Given instruction
Answer these questions from the text about watching the Summer Olympics:
1. Which earlier Summer Olympics does the writer say was the last one followed as closely as this one?
2. On which network does the writer watch the Games every night?
3. Who came close to winning San Marino's first medal, and in what event?

Text excerpt
-- Begin --
Due to a combination of factors - having studied international affairs, having lots of free time, living at a house with a TV, semi-favorable time zone - I believe I have paid closer attention to this Summer Olympics than any since Atlanta in 1996. In winter the Olympics are a nice distraction to help you get through the season, and there's hockey. But four years ago I was in the first month of graduate school, intensively making friends and learning microeconomics. My dominant memory of the Beijing Olympics was George W. Bush and Vladimir Putin's awkward meeting after Russia went to war with Georgia.
This time I'm watching the Games every night on NBC, despite disapproving of the much-derided way the Peacock is tape-delaying and reshuffling and editing it (hardly alone there), as well as keeping track during the day. I love not only watching the athletics, but also constantly checking the results and their effect on the medal count. Of course I'm rooting for America in the U.S.-China duel for most overall medals (prioritized in the U.S.) and most golds (seemingly prioritized everywhere else), but even more than that I want as many countries as possible to win, I root for countries to win their first medals ever (as Guatemala, Cyprus, and Grenada have at these Olympics), I enjoy statistics likemedals per capita and learning trivia - like which is the smallest country, or to be specific IOC (International Olympic Committee), to win a medal (at the Summer Games it's Bermuda, current population 69,000, followed by Tonga and Grenada and the Virgin Islands; but Liechtenstein has nine Winter medals, six of them won by sibling skiers from 1976 to 1984). I was hugely disappointed when San Marino, my favorite of the world's microstates (having lived nearby in Bologna, I've actually been there twice), just missed winning its first medal as Alessandra Perilli finished a close fourth in a shooting event called the women's trap.
-- End --
Data shown
-- Begin --
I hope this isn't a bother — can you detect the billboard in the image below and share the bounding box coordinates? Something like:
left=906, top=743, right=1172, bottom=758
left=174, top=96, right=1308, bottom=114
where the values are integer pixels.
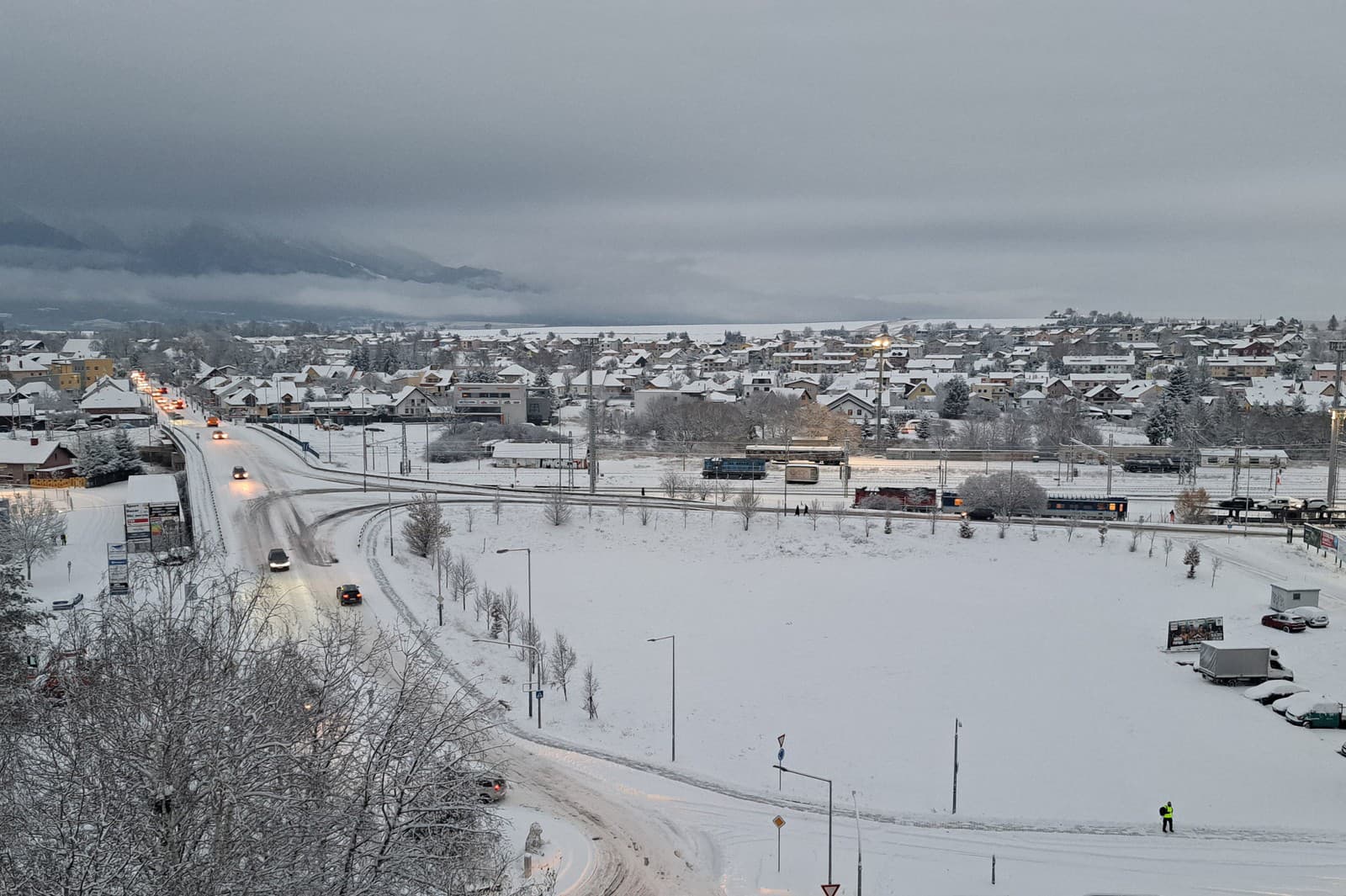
-- End --
Exercise response
1. Atlanta in 1996
2. NBC
3. Alessandra Perilli, in the women's trap